[Records supplied — start]

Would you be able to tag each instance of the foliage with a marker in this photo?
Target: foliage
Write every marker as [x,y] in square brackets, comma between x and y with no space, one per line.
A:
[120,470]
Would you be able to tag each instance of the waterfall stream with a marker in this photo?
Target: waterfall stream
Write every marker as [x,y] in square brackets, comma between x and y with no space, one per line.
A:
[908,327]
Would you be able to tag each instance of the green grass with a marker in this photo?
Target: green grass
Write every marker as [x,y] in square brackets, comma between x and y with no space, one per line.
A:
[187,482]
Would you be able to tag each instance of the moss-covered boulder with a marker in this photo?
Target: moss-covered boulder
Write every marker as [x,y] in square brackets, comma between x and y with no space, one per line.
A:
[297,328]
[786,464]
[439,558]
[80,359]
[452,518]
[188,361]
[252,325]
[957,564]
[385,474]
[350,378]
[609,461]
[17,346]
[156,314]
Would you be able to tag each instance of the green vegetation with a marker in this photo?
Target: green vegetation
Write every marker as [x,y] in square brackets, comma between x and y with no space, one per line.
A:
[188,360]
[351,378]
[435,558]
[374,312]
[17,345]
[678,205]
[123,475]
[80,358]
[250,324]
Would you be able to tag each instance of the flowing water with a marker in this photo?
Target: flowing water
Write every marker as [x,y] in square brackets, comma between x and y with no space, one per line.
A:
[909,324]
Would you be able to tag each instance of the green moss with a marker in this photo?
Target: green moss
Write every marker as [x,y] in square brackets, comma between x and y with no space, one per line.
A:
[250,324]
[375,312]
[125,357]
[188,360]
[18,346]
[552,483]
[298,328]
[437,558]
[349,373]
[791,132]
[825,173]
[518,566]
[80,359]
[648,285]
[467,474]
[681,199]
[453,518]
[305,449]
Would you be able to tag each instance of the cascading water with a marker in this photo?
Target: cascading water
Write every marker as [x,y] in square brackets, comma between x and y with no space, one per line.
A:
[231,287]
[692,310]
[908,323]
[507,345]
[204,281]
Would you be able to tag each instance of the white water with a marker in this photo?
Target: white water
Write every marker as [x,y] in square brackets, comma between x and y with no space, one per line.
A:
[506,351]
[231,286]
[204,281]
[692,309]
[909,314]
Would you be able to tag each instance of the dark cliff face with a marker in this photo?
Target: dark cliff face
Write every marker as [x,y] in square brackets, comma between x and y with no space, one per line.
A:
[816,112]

[Records supplied — finish]

Task objective:
Print, from the entries above, the line with "Target: waterfall stream", the line with "Target: green vegetation" and all lines between them, exactly and with nothing else.

Answer to this exercise:
Target: waterfall stream
Write every marker as [x,y] in square brackets, comma between x and y with no space, one per line.
A:
[908,327]
Would you be able to tag each instance of the green grass with a marker in this photo?
Target: green grass
Write every marker as [x,y] in square brackets, comma between x and y with no space, one per line.
A:
[187,482]
Would you be able to tag each instance of the moss-covered boulder with a marker in this photo?
Target: moss-covered boulder
Write every marker as [x,y] in square brackets, comma between x and y with no space, one per line.
A:
[297,328]
[786,464]
[439,558]
[80,359]
[452,518]
[188,361]
[252,325]
[957,564]
[385,474]
[350,378]
[609,461]
[17,346]
[156,314]
Would you be able to tag each instance of the green vegetation with a marker in this photo?
Target: green vegetation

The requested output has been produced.